:: SELECTED EXCERPT ::
Singapore and Malaysia Court Gulf Capital for Green Infrastructure as Emerging Markets Enter Rate‑Cut Cycle
Singapore and Malaysia are stepping up efforts to attract Gulf capital into green infrastructure and transition assets , positioning themselves as preferred Southeast Asian gateways for Middle Eastern sovereign funds and banks as global rates edge lower and ESG rules tighten. Wit…

By
Sophie Aldridge
Published
Jan 27, 2026
Read
3 min

Singapore and Malaysia are stepping up efforts to attract Gulf capital into green infrastructure and transition assets, positioning themselves as preferred Southeast Asian gateways for Middle Eastern sovereign funds and banks as global rates edge lower and ESG rules tighten. With emerging and frontier markets poised to benefit from a softer dollar and falling developed‑market yields, policymakers in both countries are publishing detailed “green investment opportunity” roadmaps aimed squarely at institutional investors in Abu Dhabi, Riyadh, Doha and Kuwait City.
Malaysia’s latest Green Infrastructure Investment Opportunities (GIIO) report lists a pipeline of projects across renewable energy, low‑carbon transport, energy‑efficient buildings, water and waste management, highlighting specific assets, expected capex and potential financing structures. The document, prepared with Climate Bonds Initiative support, outlines how Malaysia can mobilise tens of billions of dollars by combining domestic savings, multilateral finance and foreign capital—including from Islamic investors keen on green sukuk and Sharia‑compliant funds.
Projects flagged include large‑scale solar farms, mini‑hydro plants, mass‑transit extensions in Kuala Lumpur and Penang, green industrial parks and municipal waste‑to‑energy plants. Many are designed to be sukuk‑eligible, reflecting Malaysia’s deep experience in Islamic capital markets and its desire to align green‑finance ambitions with Sharia‑compliant investors from the GCC. Officials emphasise robust regulatory frameworks, tax incentives and clear eligibility criteria as differentiators versus other emerging markets vying for climate‑finance flows.
Singapore, which has positioned itself as Asia’s sustainable‑finance hub, is focusing on its role as an offshore booking centre and structuring platform for regional green‑infrastructure deals rather than as a major project host itself. MAS has rolled out taxonomies, disclosure guidelines and grant schemes to support green and transition bonds and loans, while Singapore‑based banks and law firms increasingly arrange deals for assets located in Indonesia, Vietnam, Cambodia and Laos. Gulf investors tapping Southeast Asia often do so via Singapore‑based funds, separately managed accounts or co‑investment platforms anchored by local managers.
:::
• **TASK STATEMENT**
Please write out the passage from the green infrastructure article, beginning at the words "Singapore, which has" and stopping after "by local managers.".
:: RAW DATA ::
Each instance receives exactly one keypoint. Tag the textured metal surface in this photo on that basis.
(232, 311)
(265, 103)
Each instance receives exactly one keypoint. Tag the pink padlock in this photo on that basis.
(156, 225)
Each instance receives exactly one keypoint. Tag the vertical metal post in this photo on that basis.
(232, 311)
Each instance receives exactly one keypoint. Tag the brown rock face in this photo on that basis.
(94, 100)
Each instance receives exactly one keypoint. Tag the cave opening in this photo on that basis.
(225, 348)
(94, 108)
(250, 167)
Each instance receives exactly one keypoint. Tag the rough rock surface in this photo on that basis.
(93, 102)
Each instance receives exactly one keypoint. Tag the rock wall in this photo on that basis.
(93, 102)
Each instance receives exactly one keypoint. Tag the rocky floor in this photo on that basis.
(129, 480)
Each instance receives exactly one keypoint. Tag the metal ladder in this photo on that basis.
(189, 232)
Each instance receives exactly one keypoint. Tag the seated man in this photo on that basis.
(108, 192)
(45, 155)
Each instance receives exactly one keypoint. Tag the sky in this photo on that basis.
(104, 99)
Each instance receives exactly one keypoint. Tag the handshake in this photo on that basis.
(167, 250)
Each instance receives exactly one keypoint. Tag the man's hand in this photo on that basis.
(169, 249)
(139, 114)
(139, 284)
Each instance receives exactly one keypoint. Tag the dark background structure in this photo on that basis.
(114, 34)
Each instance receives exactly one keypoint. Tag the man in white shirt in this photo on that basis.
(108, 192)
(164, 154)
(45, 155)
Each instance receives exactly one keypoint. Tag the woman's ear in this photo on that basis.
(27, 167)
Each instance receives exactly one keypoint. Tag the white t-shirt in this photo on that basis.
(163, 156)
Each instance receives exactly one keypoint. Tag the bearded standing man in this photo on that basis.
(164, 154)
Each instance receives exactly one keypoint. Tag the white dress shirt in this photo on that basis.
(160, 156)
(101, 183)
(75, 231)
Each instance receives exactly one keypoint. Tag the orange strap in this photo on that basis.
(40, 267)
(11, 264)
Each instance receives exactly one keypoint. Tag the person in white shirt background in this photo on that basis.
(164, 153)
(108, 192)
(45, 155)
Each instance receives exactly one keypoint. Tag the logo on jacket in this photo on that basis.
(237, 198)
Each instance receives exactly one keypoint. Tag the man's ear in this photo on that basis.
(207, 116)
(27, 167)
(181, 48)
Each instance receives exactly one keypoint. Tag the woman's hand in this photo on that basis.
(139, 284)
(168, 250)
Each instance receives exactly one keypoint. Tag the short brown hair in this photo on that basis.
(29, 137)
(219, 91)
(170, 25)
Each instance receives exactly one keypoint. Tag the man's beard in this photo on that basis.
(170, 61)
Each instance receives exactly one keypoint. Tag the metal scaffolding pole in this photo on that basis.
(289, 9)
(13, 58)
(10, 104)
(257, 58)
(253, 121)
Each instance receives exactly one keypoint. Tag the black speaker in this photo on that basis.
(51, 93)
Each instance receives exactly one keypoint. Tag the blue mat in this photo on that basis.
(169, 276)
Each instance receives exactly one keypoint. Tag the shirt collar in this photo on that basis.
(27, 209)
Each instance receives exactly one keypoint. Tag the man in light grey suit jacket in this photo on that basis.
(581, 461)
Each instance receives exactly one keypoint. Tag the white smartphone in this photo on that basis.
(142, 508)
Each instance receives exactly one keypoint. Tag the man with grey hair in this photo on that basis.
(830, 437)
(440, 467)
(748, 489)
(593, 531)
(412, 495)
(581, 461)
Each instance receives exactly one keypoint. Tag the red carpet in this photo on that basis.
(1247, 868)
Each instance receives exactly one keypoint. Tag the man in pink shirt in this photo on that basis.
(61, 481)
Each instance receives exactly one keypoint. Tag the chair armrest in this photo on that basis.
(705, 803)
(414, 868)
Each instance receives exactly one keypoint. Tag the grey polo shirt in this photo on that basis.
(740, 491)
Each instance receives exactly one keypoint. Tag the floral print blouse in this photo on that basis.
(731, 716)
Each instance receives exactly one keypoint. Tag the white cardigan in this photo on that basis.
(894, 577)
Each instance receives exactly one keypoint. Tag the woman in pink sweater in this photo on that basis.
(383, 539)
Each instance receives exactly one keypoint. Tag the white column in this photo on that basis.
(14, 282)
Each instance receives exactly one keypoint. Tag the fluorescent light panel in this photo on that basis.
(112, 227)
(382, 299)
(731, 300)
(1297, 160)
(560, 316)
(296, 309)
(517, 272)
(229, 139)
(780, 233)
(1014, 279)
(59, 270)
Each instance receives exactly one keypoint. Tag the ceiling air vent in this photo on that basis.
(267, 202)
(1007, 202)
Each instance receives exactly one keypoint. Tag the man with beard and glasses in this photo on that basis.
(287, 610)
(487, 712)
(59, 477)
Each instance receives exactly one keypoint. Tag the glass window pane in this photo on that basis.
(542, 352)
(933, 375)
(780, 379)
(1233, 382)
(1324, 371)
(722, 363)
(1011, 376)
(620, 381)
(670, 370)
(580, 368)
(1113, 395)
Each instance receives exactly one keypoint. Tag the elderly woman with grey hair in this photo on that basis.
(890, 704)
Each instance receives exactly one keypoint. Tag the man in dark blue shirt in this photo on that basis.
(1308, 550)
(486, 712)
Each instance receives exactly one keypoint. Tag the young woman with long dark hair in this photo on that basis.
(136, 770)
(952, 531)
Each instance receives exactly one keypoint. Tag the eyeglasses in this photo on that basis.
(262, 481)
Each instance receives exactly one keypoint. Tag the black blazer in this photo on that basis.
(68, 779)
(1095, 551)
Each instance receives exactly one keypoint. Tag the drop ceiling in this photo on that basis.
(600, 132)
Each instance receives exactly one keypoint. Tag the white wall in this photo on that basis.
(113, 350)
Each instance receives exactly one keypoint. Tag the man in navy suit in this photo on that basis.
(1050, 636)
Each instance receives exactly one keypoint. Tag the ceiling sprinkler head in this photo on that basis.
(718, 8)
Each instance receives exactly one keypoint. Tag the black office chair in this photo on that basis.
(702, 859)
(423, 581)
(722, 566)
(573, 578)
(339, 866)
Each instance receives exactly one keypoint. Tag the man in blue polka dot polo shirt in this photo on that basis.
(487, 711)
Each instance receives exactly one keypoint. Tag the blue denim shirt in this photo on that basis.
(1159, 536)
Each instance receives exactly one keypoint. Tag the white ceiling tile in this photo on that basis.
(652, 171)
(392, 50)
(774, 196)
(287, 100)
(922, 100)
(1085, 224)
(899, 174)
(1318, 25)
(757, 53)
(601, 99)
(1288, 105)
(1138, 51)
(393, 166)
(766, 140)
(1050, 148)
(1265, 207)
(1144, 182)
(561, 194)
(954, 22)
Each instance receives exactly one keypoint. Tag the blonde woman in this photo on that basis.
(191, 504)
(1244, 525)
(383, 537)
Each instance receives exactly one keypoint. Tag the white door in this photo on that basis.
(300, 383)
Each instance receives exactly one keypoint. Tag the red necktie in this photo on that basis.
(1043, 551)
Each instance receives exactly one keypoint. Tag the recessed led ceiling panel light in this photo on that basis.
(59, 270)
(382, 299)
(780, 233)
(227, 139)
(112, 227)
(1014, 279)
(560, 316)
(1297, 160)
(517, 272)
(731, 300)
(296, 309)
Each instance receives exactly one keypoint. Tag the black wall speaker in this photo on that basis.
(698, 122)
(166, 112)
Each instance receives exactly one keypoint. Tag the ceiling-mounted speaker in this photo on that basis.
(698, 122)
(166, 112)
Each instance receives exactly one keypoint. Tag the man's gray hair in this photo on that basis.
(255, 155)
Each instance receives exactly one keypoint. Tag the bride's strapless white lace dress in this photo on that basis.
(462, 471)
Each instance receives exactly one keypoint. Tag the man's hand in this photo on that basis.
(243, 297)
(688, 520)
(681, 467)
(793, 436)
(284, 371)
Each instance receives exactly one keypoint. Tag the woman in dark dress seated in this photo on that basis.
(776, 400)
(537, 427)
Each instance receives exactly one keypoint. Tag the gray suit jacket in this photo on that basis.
:::
• **EXERCISE SOLUTION**
Singapore, which has positioned itself as Asia’s sustainable‑finance hub, is focusing on its role as an offshore booking centre and structuring platform for regional green‑infrastructure deals rather than as a major project host itself. MAS has rolled out taxonomies, disclosure guidelines and grant schemes to support green and transition bonds and loans, while Singapore‑based banks and law firms increasingly arrange deals for assets located in Indonesia, Vietnam, Cambodia and Laos. Gulf investors tapping Southeast Asia often do so via Singapore‑based funds, separately managed accounts or co‑investment platforms anchored by local managers.